• What is required:
Answer these questions from the news excerpt below.
1. About how many visitors toured Y-12 on June 13?
2. On what date were leaders at the National Security Campus in Kansas City to sign the transfer agreement?
3. Which award did DOE give Chris Fischahs?

• Document excerpt:
......

Read more about the competition here.
B&W Y‑12 employee and tour guide Bill Wilburn, left, chats with Teresa Neas, and her husband Kim, whose mother, Audeane Bowers-Neas, worked at Y‑12 in the 1940s. Tours of Y‑12 on June 13 brought almost 500 visitors. Tourists from 23 states and the District of Columbia toured the site as part of Oak Ridge’s 12th annual Secret City Festival. Photo by Scott Fraker
Former Y-12 employee James Spicer points out the various ID badges used at the site during its 70-year history to his grandson Matthew Sellers. Spicer and Sellers joined almost 500 visitors who toured Y-12 as part of the Secret City Festival. Y-12 has been giving tours of the site for almost 10 years with guests traveling from all over the world to see a piece of history and learn how the site still is ensuring our country’s security. Photo by Scott Fraker
To improve efficiency across the nuclear security enterprise, NNSA recently transferred the mission assignment of several product families from Sandia National Laboratories to the Kansas City Plant. The mission reassignment better aligns responsibilities with each site’s core competencies and will leverage Kansas City’s Supply Chain Management systems and tools.
Leaders from both organizations were at the National Security Campus in Kansas City on June 24 to sign the transfer agreement and finalize the details.
The Production Agency mission transfer includes Frequency Devices, Power Assemblies, Magnetics and certain Custom Pulse Discharge Capacitors. There will be no change in production agency mission assignment for all other Sandia External Production (SEP) product families: Switch Tubes, Electronics Packaging, Power Sources and Explosive Devices.
Pictured left to right: Steve Goodrum, NNSA Asst. Deputy Administrator of Stockpile Management; Chris Gentile, Honeywell FM&T President; Paul Hommert, Sandia Director
DOE recently awarded Chris Fischahs of Los Alamos its annual Safety System Oversight (SSO) Award. At the time of the award, Fischahs was an SSO staff member of the Safety Evaluation Team at NNSA’s Los Alamos Field Office.

......

• Raw data:
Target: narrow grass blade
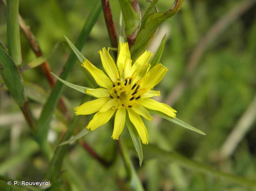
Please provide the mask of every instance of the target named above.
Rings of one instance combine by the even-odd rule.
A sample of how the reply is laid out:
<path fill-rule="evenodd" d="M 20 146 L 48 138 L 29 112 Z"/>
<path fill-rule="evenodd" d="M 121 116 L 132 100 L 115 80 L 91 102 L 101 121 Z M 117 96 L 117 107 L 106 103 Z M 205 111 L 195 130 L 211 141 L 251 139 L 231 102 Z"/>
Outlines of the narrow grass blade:
<path fill-rule="evenodd" d="M 52 72 L 51 72 L 51 73 L 52 74 L 53 74 L 54 76 L 54 77 L 55 77 L 56 78 L 58 79 L 59 80 L 65 85 L 69 87 L 73 88 L 74 89 L 75 89 L 77 91 L 78 91 L 79 92 L 81 92 L 82 93 L 83 93 L 84 94 L 86 94 L 86 90 L 87 89 L 89 89 L 86 87 L 81 86 L 78 86 L 78 85 L 71 84 L 71 83 L 68 82 L 67 81 L 65 81 L 65 80 L 64 80 L 60 78 Z"/>
<path fill-rule="evenodd" d="M 175 0 L 168 11 L 153 13 L 148 16 L 145 25 L 138 33 L 130 49 L 132 59 L 137 58 L 153 39 L 156 31 L 163 22 L 171 18 L 180 10 L 184 0 Z M 153 3 L 154 2 L 153 2 Z"/>
<path fill-rule="evenodd" d="M 119 0 L 121 10 L 126 24 L 126 34 L 129 36 L 134 34 L 138 29 L 140 22 L 128 0 Z"/>
<path fill-rule="evenodd" d="M 126 119 L 126 124 L 129 130 L 130 137 L 132 138 L 133 144 L 134 145 L 135 149 L 138 154 L 139 160 L 140 162 L 140 166 L 141 166 L 142 162 L 143 161 L 143 151 L 141 145 L 140 138 L 139 134 L 138 134 L 136 129 L 135 129 L 135 127 L 132 125 L 132 123 L 128 117 L 127 117 Z"/>
<path fill-rule="evenodd" d="M 19 106 L 22 106 L 26 99 L 21 77 L 12 58 L 1 48 L 0 74 L 12 97 Z"/>
<path fill-rule="evenodd" d="M 164 45 L 165 44 L 166 38 L 166 34 L 164 36 L 157 50 L 153 57 L 149 61 L 149 63 L 151 65 L 151 67 L 153 67 L 155 65 L 159 64 L 160 62 L 160 59 L 164 49 Z"/>
<path fill-rule="evenodd" d="M 69 45 L 72 49 L 72 50 L 73 50 L 74 53 L 76 54 L 76 55 L 78 57 L 78 60 L 79 60 L 79 61 L 81 62 L 83 62 L 85 60 L 85 58 L 84 55 L 82 54 L 82 53 L 81 53 L 80 51 L 77 49 L 76 46 L 74 45 L 74 44 L 73 44 L 73 43 L 72 43 L 71 41 L 69 40 L 69 39 L 68 39 L 67 37 L 66 37 L 65 36 L 64 36 L 64 37 L 65 37 L 66 40 L 67 40 L 67 42 L 68 42 L 68 43 Z"/>
<path fill-rule="evenodd" d="M 78 121 L 78 117 L 74 117 L 70 126 L 68 127 L 67 132 L 63 137 L 61 142 L 64 142 L 69 139 L 77 125 Z M 68 147 L 68 145 L 66 145 L 65 146 L 58 147 L 55 150 L 53 156 L 51 160 L 45 177 L 46 180 L 49 180 L 51 182 L 56 182 L 59 176 L 63 160 Z"/>
<path fill-rule="evenodd" d="M 17 65 L 21 63 L 19 24 L 19 0 L 7 0 L 7 36 L 9 55 Z"/>
<path fill-rule="evenodd" d="M 206 176 L 212 176 L 225 181 L 256 188 L 255 179 L 249 179 L 220 171 L 215 168 L 190 159 L 176 152 L 167 151 L 154 145 L 147 145 L 144 149 L 146 151 L 145 158 L 147 159 L 158 158 L 169 160 L 193 172 L 200 172 Z"/>
<path fill-rule="evenodd" d="M 101 11 L 101 1 L 97 0 L 94 6 L 94 8 L 89 14 L 75 44 L 75 46 L 78 50 L 81 50 L 82 49 L 93 26 L 97 19 Z M 67 78 L 76 60 L 76 55 L 72 51 L 64 66 L 63 72 L 59 76 L 60 78 L 63 80 L 65 80 Z M 56 82 L 44 105 L 38 120 L 39 129 L 36 136 L 36 139 L 42 147 L 43 152 L 46 154 L 48 152 L 47 137 L 49 124 L 61 94 L 63 85 L 63 84 L 60 81 Z"/>
<path fill-rule="evenodd" d="M 21 66 L 20 71 L 21 72 L 23 70 L 33 68 L 40 66 L 49 59 L 50 56 L 50 54 L 43 55 L 33 60 L 26 65 L 23 65 Z"/>
<path fill-rule="evenodd" d="M 144 190 L 143 186 L 130 159 L 127 149 L 121 139 L 118 140 L 118 141 L 119 149 L 130 180 L 131 189 L 135 191 L 143 191 Z"/>
<path fill-rule="evenodd" d="M 68 144 L 71 142 L 73 142 L 75 141 L 76 141 L 78 139 L 79 139 L 81 137 L 83 137 L 83 136 L 84 136 L 86 134 L 88 134 L 91 131 L 87 130 L 86 129 L 84 128 L 81 131 L 80 133 L 79 133 L 78 134 L 76 135 L 74 137 L 71 138 L 71 139 L 66 141 L 65 141 L 61 142 L 60 144 L 59 145 L 59 146 L 61 146 L 62 145 L 64 145 L 65 144 Z"/>
<path fill-rule="evenodd" d="M 205 135 L 205 134 L 201 131 L 200 131 L 200 130 L 191 126 L 190 125 L 188 124 L 184 121 L 183 121 L 181 120 L 178 119 L 178 118 L 173 118 L 172 117 L 170 117 L 158 111 L 155 111 L 154 110 L 151 110 L 148 109 L 148 110 L 151 113 L 159 115 L 159 116 L 162 117 L 163 118 L 164 118 L 165 119 L 167 119 L 170 121 L 172 121 L 174 123 L 182 127 L 188 129 L 190 130 L 191 130 L 191 131 L 196 132 L 197 133 L 198 133 L 200 134 Z"/>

......

• Task solution:
1. Almost 500.
2. June 24.
3. Its annual Safety System Oversight (SSO) Award.